§ **Problem to solve**:
Although the data below holds other lines too, output only those from the line with "task | put a marker on each instance of the power" up to and including the line with "x=82, y=129", exactly as they appear.

§ **Task data**:
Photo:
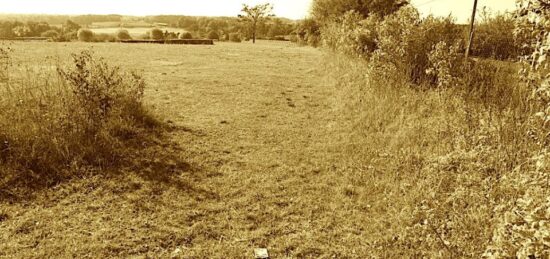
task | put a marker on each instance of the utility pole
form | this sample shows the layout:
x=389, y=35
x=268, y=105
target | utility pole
x=471, y=40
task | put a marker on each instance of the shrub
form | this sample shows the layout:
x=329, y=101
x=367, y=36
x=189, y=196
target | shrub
x=186, y=36
x=123, y=35
x=85, y=35
x=308, y=31
x=52, y=34
x=293, y=38
x=156, y=34
x=495, y=38
x=213, y=35
x=235, y=37
x=104, y=37
x=69, y=122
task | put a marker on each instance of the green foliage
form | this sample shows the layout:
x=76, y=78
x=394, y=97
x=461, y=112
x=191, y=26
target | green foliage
x=85, y=35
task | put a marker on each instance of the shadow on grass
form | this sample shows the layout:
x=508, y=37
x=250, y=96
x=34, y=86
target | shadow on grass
x=150, y=155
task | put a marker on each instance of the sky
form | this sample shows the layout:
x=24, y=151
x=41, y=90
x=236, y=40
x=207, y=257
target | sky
x=294, y=9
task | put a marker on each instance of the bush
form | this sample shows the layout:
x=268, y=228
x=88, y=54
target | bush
x=293, y=38
x=235, y=37
x=186, y=36
x=104, y=37
x=308, y=31
x=495, y=38
x=83, y=117
x=123, y=35
x=85, y=35
x=213, y=35
x=52, y=34
x=479, y=167
x=156, y=34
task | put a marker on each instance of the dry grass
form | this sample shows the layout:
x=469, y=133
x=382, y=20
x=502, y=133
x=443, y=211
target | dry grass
x=134, y=32
x=249, y=164
x=270, y=148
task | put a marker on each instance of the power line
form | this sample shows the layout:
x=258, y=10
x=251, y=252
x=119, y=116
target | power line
x=425, y=3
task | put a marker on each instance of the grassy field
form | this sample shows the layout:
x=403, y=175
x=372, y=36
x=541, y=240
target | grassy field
x=252, y=160
x=135, y=32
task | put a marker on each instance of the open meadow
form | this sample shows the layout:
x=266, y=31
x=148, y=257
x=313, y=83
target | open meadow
x=370, y=135
x=249, y=162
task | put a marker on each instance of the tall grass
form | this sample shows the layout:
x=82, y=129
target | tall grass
x=458, y=157
x=58, y=121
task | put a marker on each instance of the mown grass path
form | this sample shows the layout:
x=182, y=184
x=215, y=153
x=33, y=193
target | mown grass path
x=252, y=161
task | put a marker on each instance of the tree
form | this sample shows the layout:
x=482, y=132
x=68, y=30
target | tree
x=328, y=10
x=186, y=36
x=123, y=35
x=70, y=26
x=156, y=34
x=254, y=15
x=85, y=35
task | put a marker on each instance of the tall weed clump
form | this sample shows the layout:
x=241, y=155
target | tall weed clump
x=523, y=228
x=58, y=122
x=458, y=146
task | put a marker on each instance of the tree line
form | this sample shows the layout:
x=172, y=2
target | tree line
x=65, y=28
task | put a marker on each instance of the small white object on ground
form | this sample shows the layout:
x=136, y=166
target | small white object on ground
x=261, y=253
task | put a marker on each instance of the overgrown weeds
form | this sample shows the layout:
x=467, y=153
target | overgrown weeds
x=60, y=121
x=463, y=142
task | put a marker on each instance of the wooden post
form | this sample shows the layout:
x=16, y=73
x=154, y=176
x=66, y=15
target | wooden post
x=471, y=39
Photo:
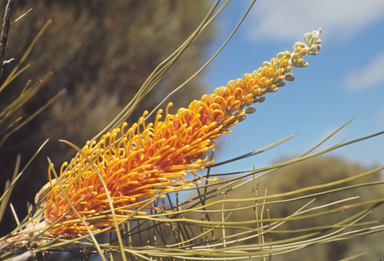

§ **Response to this exercise**:
task | put a marker on each instance of the power line
form | this sample shows the layout:
x=258, y=10
x=251, y=252
x=119, y=116
target | power line
x=425, y=3
task | put a marker on each instance of the grassy field
form | this sample shows the layout:
x=403, y=175
x=372, y=36
x=541, y=240
target | grassy field
x=252, y=160
x=135, y=32
task | put a marker on each instance of the open meadow
form | this sample shows the layout:
x=266, y=31
x=148, y=257
x=313, y=83
target | open meadow
x=370, y=135
x=249, y=162
task | put a marker on each instance of the tall grass
form | this sample shows the layout:
x=82, y=129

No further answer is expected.